Exercice:
Recopiez sans aucune modification le passage de l'extrait sur La belle Captive qui va de « 62 Ce qui, aux » à « d’image de soi. ».

+++ Texte cité +++

61 Citons la version 1947 de La belle Captive, qui place le dispositif de l'image représentative
et de son impossible identité et indistinction par rapport au modèle qu’elle copie sur une
plage devant un fond de mer et de ciel. Ce qui frappe dans cette image, c’est la parfaite
concordance entre exactitude représentative des réalités familières et le charme poétique
que lui confère la figuration d’une justesse pensée. Tout se joue dans le rectangle central
que délimite le cadre posé sur le chevalet. D’abord, le paysage à l’intérieur du cadre
prolonge le paysage situé à l’extérieur du cadre de manière si parfaite que le regard voit
d’abord dans ce cadre un cadre vide, sans image, dont la béance ouvre sur le fond. Mais le
regard bute aussitôt sur quelques indices contraires, qui dénoncent la présence d’une
image, copie parfaite du fond qu’elle dissimule. Surtout il y a la présence dans cette image
d’une autre image, celle qu’y inscrit le reflet ocre de la flamme qui embrase un trombone
posé tout à l’avant sur la plage. Ainsi, la copie ici ne se contente pas de rejoindre son
175

modèle, elle y détermine en outre des visibilités qu'elle emprunte à un corps étranger. En
effet, le reflet de la flamme sur l’image se met à s’introduire dans l’image et à s’y mêler
aux nuances plus claires qui apparaissent à cet endroit dans la houle du ciel. C’est le ciel
nuageux lui-même qui est rejoint par l’ocre du reflet – autant le ciel réel que son image.
Et c’est la mer intermédiaire elle-même qui est traversée par la coulée jaunâtre du reflet –
autant reflet de la flamme antérieure que reflet des clartés lointaines du ciel. Ainsi, tout
est dans tout. Tout est distinct et pourtant indistinct. Le lointain et le proche. Du visible
représenté (paysage du fond, mer et ciel), du visible représentant (image d’image sur le
chevalet) et du visible hors représentation (le trombone en feu)...
62 Ce qui, aux yeux de Magritte, confère à ses images leur vertu poétique, c’est l'ultime
indécision où persiste le visible imagé. L’objet imagé, échappant à toute tentative
pourtant sollicitée d’explication, reste inassignable, ne se laisse identifier à aucune
visibilité familière reconnaissable, mais s’impose en la présence à lui-même que lui
confère son statut d’image de soi.

+++ Données +++

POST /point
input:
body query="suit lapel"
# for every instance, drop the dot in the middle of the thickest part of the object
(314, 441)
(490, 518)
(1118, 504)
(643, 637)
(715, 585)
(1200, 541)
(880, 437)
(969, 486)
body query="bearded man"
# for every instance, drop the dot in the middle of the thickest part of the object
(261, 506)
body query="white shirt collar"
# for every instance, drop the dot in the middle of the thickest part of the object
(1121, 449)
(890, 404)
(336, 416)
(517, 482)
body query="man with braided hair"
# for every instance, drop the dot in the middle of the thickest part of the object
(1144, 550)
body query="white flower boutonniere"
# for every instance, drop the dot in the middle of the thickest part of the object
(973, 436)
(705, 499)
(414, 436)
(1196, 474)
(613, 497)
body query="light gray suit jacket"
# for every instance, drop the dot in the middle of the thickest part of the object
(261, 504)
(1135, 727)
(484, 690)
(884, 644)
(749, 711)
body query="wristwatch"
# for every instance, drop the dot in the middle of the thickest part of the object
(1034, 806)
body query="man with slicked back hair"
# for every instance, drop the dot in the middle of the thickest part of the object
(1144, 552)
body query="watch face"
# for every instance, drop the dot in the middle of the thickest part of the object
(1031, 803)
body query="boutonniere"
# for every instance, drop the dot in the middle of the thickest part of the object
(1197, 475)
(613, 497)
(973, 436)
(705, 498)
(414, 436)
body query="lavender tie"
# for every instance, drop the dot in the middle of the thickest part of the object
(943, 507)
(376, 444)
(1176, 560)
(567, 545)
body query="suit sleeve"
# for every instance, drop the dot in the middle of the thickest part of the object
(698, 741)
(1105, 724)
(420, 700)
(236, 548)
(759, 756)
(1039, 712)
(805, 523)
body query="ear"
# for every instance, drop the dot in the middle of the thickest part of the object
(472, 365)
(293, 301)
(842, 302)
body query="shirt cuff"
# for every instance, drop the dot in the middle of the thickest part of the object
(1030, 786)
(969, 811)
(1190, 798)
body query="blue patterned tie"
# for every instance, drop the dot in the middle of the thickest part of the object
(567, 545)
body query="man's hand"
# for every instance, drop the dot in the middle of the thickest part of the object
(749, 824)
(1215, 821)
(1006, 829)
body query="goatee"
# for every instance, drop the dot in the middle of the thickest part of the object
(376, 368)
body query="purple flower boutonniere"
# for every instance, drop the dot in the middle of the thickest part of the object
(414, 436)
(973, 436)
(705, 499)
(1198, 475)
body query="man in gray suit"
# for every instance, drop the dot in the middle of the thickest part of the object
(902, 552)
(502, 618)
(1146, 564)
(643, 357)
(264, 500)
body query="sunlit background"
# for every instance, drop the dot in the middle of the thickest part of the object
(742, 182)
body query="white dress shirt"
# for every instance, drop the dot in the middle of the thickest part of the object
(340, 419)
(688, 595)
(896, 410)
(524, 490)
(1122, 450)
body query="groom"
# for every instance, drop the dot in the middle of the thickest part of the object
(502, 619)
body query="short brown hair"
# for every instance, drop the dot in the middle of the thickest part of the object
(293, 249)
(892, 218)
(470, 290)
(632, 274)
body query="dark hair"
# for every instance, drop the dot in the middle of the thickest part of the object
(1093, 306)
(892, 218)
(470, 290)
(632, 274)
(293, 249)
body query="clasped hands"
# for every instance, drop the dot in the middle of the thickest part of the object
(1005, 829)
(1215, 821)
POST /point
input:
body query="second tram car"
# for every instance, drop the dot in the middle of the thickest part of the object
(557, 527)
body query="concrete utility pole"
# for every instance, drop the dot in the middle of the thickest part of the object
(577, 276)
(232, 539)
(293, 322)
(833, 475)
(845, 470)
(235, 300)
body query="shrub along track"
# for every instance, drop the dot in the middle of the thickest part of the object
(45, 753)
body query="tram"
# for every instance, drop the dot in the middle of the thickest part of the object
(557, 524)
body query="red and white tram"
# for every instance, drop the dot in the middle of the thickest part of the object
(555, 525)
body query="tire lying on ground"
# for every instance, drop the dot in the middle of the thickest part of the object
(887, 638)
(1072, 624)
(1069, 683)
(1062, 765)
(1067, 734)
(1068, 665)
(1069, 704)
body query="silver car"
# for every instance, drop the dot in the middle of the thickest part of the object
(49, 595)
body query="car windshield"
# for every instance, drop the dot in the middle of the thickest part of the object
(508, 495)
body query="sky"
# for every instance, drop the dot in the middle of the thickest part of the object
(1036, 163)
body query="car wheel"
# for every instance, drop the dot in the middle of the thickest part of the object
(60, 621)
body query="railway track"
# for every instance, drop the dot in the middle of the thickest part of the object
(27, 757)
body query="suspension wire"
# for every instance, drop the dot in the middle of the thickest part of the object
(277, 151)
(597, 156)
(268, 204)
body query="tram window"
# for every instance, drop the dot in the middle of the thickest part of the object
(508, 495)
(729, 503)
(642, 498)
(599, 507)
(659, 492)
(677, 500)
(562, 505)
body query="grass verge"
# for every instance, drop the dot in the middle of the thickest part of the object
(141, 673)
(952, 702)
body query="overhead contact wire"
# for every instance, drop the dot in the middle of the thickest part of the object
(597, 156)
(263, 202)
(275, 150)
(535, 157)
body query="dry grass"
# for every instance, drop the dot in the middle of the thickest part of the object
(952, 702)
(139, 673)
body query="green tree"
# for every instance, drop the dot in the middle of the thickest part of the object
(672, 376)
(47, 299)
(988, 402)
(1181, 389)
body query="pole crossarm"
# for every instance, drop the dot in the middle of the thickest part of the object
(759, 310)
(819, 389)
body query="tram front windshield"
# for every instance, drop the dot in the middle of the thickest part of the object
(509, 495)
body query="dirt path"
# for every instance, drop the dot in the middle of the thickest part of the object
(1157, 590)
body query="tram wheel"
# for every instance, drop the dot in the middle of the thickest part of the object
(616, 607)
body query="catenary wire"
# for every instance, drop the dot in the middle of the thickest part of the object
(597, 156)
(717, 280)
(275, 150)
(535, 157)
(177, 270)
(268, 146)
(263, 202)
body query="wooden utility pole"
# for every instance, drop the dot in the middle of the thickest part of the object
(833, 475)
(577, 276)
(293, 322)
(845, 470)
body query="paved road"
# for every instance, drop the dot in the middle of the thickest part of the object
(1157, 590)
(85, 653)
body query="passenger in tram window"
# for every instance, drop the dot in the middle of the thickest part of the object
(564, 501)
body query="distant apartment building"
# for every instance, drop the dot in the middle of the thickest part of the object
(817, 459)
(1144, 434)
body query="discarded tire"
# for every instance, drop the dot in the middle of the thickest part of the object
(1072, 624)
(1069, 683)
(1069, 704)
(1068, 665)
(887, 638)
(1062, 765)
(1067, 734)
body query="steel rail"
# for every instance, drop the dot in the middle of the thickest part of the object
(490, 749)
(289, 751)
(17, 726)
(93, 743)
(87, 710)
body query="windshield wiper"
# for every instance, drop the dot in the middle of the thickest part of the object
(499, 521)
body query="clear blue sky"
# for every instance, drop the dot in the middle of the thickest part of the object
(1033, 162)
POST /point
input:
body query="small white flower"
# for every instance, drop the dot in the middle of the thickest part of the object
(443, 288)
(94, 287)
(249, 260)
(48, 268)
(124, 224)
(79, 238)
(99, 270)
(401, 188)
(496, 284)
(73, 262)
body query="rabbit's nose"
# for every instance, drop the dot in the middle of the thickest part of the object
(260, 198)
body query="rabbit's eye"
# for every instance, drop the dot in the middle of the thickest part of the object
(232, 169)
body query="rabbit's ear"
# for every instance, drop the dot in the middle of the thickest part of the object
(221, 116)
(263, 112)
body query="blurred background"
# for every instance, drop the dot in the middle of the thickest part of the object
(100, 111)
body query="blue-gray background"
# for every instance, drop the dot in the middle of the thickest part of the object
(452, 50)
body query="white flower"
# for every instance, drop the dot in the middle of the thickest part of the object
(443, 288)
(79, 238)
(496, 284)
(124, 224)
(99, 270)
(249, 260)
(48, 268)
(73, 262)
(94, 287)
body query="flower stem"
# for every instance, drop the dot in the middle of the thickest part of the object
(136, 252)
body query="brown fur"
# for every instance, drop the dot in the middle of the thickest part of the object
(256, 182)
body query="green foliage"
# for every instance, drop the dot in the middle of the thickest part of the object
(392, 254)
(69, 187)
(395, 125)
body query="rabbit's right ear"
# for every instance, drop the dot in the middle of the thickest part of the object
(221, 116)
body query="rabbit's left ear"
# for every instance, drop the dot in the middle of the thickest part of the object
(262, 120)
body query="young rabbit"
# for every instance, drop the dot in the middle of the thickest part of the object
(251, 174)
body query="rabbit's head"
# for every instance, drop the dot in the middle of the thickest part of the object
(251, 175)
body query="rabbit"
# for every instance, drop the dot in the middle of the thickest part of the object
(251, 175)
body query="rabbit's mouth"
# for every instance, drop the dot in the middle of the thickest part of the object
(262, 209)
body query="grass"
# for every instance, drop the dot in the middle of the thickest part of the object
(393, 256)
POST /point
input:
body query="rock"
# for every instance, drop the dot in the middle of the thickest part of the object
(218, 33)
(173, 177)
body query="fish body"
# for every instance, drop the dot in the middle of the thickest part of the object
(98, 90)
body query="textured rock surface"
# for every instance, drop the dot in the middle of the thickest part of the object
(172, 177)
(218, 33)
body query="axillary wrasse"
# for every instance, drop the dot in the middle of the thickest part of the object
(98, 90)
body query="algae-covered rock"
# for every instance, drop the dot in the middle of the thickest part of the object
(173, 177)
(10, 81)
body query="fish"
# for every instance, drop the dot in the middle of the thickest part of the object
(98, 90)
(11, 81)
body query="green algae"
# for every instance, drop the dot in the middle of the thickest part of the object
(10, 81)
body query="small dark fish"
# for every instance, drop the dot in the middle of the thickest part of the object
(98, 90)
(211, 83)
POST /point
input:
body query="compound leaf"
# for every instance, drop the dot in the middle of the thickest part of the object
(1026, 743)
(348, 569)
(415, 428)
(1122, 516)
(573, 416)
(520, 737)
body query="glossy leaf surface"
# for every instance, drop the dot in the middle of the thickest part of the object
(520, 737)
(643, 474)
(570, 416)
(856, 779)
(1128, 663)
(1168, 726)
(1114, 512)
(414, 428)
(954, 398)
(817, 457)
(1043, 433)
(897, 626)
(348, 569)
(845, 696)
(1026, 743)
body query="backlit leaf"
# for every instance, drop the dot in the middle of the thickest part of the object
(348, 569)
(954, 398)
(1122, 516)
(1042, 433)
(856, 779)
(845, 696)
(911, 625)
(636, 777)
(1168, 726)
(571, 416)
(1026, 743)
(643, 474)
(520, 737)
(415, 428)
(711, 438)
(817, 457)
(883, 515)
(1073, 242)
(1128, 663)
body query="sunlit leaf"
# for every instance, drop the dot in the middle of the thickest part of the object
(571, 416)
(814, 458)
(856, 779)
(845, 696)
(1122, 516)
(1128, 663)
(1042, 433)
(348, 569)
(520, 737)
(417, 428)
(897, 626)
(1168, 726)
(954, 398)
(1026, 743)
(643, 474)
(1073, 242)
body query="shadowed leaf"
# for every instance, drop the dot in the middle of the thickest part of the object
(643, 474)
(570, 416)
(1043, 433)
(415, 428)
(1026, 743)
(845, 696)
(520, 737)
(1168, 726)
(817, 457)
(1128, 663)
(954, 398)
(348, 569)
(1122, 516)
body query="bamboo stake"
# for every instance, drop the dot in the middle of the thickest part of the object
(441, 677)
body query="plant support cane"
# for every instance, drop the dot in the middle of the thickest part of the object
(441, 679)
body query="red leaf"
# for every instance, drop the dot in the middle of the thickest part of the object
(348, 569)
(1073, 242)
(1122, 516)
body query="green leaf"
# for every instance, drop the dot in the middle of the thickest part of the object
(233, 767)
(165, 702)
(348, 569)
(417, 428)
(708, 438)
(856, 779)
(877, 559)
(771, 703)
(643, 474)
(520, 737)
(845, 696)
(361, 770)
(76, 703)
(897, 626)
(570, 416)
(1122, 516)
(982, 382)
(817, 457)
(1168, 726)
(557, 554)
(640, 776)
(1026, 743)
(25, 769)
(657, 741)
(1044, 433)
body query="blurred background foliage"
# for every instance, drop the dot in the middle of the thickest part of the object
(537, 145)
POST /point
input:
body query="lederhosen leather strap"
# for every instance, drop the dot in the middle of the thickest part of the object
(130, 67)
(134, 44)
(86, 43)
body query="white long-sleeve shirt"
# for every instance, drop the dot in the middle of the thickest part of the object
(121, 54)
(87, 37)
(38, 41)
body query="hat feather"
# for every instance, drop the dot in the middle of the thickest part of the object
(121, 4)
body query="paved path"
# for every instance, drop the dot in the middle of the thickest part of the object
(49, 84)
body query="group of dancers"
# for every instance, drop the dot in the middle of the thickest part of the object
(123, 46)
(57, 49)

+++

Résultat:
62 Ce qui, aux yeux de Magritte, confère à ses images leur vertu poétique, c’est l'ultime
indécision où persiste le visible imagé. L’objet imagé, échappant à toute tentative
pourtant sollicitée d’explication, reste inassignable, ne se laisse identifier à aucune
visibilité familière reconnaissable, mais s’impose en la présence à lui-même que lui
confère son statut d’image de soi.